Available records →
---------------
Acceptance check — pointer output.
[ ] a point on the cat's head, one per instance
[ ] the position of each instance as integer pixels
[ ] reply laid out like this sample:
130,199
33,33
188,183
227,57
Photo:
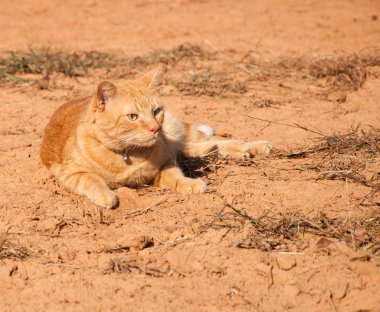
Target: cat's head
128,115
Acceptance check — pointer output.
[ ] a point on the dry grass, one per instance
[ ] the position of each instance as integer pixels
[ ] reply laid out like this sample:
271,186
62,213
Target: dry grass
284,232
343,156
193,70
127,265
10,249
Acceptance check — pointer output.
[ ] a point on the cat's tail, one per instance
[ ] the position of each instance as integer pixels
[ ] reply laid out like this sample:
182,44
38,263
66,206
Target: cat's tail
197,132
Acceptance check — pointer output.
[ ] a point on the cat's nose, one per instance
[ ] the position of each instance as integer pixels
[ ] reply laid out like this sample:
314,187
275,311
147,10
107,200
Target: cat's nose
154,129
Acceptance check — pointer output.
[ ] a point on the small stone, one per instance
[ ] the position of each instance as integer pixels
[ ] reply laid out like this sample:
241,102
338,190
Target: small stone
291,291
323,242
286,263
337,96
135,241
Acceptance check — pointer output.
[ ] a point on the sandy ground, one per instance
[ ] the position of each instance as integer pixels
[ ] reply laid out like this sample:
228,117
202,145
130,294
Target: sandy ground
167,252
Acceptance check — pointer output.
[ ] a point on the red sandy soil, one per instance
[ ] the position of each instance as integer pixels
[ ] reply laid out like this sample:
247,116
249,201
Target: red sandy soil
78,258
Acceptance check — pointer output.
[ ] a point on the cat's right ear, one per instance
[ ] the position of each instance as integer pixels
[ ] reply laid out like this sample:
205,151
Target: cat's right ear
106,91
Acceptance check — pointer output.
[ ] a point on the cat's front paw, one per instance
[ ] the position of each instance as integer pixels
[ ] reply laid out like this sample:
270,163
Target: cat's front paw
105,199
259,147
191,186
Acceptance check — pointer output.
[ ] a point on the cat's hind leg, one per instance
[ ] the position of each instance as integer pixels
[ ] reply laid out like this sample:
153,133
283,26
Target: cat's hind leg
173,178
232,148
90,185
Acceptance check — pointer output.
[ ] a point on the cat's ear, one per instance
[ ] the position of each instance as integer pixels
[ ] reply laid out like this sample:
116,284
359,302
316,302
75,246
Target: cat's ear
151,78
106,91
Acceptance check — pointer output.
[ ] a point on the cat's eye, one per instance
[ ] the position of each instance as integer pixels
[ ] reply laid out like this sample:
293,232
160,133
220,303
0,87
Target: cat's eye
157,111
132,117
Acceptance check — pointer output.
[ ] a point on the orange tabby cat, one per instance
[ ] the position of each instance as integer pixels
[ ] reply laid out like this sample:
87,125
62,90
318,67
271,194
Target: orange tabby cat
121,136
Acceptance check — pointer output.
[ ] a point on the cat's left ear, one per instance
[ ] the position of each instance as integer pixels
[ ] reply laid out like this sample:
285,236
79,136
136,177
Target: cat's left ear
151,78
106,91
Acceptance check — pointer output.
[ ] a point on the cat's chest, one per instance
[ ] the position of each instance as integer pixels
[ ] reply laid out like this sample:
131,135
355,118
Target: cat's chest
138,169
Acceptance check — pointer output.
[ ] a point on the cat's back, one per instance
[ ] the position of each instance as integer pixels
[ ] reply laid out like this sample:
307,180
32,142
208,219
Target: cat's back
61,126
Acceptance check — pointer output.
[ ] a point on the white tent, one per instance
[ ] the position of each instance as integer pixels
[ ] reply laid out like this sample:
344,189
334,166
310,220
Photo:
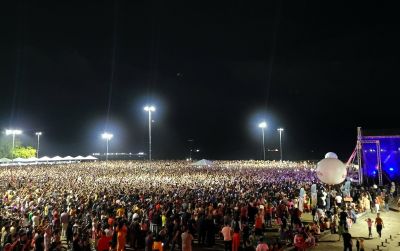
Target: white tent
5,160
44,158
79,157
68,158
19,160
202,162
57,158
90,157
32,159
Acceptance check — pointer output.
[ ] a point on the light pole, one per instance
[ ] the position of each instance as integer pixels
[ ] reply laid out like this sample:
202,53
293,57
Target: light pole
38,144
149,109
107,136
280,130
263,125
13,132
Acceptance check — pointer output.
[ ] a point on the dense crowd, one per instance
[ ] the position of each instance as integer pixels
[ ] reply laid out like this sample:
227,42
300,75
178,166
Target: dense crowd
163,205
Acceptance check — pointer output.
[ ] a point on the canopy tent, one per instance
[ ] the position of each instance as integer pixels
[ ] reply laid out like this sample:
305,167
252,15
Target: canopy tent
68,158
5,160
57,158
90,157
44,158
79,157
202,162
19,160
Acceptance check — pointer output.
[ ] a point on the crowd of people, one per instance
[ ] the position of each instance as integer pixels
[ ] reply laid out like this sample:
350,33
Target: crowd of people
162,205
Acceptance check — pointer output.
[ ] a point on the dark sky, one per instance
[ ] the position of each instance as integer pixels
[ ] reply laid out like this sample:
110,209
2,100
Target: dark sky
213,69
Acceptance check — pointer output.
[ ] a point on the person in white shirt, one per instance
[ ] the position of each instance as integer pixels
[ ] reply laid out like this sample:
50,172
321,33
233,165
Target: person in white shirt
227,233
338,200
262,246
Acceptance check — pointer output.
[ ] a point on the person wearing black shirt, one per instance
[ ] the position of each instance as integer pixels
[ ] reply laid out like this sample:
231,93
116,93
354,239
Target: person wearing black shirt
347,241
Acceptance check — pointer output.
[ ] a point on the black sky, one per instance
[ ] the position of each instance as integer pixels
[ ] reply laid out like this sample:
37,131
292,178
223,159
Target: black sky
317,69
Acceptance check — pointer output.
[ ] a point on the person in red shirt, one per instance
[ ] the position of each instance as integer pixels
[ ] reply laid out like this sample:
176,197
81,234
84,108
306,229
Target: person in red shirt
258,225
104,242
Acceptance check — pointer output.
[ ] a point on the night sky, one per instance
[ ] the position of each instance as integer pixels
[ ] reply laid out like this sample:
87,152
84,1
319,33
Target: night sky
213,69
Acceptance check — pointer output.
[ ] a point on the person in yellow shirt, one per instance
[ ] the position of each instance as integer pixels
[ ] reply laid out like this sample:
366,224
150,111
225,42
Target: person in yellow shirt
120,212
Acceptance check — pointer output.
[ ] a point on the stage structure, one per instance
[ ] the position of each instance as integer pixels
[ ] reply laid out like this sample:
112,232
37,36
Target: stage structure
378,157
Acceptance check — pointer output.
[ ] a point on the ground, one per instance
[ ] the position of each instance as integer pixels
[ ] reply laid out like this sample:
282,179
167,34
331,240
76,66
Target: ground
391,222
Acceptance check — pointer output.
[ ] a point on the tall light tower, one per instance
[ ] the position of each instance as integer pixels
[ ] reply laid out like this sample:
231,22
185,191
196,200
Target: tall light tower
38,134
13,132
107,136
150,109
263,125
280,130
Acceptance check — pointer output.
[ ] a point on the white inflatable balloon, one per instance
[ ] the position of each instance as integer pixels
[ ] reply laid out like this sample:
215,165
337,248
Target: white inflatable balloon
331,155
331,171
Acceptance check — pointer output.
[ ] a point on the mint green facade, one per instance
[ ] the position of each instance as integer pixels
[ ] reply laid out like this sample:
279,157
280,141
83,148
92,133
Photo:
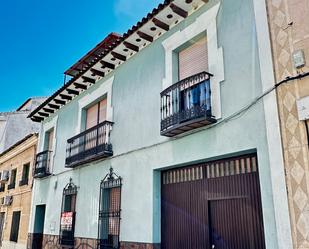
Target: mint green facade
140,153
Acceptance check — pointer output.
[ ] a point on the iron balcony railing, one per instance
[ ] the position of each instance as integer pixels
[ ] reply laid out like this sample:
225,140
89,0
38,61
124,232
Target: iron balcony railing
11,185
42,165
186,105
89,145
23,182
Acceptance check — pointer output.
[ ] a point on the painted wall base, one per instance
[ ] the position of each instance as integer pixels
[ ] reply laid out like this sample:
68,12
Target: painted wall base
52,242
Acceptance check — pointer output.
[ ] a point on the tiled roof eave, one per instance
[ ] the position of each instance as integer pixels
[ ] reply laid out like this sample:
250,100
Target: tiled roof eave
155,24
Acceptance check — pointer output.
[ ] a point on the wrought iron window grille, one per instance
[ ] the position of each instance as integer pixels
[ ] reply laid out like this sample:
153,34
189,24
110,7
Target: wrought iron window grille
109,211
68,214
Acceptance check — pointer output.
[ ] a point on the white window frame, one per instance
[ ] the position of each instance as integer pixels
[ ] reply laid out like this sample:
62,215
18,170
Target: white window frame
207,24
105,89
47,127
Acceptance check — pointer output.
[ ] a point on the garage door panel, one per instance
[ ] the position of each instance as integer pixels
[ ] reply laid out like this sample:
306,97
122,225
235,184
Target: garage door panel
203,203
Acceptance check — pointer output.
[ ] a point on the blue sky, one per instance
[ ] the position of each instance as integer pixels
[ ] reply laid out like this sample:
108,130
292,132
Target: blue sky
39,40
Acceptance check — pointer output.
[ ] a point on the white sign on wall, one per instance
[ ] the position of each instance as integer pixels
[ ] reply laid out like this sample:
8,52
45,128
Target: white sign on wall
303,108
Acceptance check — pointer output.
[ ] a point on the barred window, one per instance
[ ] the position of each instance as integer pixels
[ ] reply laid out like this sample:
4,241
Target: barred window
109,212
15,226
68,214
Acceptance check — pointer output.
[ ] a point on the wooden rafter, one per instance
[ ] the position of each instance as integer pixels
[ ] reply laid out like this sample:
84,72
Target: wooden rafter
80,86
48,110
161,24
131,46
144,36
179,11
64,96
96,72
56,107
43,114
87,79
37,119
107,64
60,102
71,91
118,56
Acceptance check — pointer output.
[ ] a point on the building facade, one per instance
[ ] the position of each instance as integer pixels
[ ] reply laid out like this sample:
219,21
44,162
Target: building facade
288,21
14,125
163,134
16,165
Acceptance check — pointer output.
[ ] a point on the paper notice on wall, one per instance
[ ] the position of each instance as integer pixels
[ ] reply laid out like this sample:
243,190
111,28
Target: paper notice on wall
67,221
303,108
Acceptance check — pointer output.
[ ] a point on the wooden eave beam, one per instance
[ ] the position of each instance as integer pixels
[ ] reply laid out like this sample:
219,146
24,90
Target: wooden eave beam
161,24
71,91
131,46
66,97
179,11
60,102
119,56
37,119
96,72
43,114
56,107
144,36
80,86
87,79
107,64
45,109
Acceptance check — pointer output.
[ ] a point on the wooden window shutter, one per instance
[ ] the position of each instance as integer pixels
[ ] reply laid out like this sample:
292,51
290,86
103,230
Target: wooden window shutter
15,226
50,140
92,116
194,59
103,108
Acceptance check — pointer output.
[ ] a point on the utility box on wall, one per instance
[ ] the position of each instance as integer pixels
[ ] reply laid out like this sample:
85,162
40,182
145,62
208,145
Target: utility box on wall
303,108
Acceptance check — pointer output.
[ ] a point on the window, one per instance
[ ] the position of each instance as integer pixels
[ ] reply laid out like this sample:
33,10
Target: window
96,114
193,59
15,226
67,220
25,175
12,179
109,211
2,187
49,140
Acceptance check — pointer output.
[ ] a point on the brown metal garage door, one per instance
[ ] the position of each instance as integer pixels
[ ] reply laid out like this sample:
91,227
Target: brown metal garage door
213,205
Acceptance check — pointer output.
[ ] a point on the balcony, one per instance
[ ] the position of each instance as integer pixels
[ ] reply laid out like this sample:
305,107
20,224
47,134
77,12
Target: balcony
186,105
23,182
90,145
11,186
42,165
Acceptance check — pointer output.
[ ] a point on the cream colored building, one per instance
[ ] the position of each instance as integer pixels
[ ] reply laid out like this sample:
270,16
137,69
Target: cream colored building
16,166
289,29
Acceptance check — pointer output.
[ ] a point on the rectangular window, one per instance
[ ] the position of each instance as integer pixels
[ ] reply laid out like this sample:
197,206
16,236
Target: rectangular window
67,220
109,216
2,187
49,140
96,114
13,179
15,226
25,176
193,59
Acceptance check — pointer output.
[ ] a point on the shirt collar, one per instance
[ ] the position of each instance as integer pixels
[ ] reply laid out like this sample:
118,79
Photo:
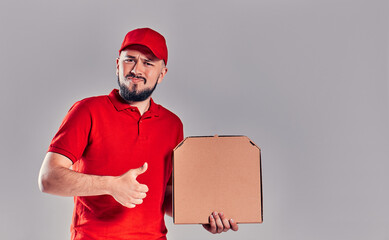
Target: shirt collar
120,104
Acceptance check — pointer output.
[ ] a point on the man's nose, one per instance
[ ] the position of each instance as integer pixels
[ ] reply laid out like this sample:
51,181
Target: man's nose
137,69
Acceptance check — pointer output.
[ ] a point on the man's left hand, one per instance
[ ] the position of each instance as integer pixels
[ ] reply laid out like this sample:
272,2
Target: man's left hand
219,223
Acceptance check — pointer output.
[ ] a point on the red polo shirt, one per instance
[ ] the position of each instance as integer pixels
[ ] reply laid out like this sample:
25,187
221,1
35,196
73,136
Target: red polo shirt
106,136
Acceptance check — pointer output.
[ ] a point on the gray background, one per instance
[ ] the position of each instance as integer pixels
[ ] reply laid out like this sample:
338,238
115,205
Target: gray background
306,80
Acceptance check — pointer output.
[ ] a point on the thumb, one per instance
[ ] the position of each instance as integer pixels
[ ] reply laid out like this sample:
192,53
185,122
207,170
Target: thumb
141,170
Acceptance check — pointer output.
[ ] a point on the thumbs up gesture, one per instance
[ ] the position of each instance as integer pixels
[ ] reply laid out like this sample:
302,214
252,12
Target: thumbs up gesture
127,190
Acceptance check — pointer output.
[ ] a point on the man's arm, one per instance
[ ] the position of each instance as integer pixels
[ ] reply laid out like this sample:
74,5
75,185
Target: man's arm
---------------
What to work on → Word for word, retype the lines from the one containing "[ ] a point on the thumbs" through the final line of the data, including both ends and nothing more.

Answer to the exercise →
[ ] a point on the thumbs up gesture, one per instance
[ ] the position of each instance as integer pixels
[ ] reply laid out like this sample:
302,214
252,12
Target: thumbs up gesture
127,190
Acceptance check — pointer output.
[ ] a point on the man's arm, one per instance
[ ] the position of each instance as integer pixels
[ ] reply laid out like this sample:
74,5
75,185
Target: man's arm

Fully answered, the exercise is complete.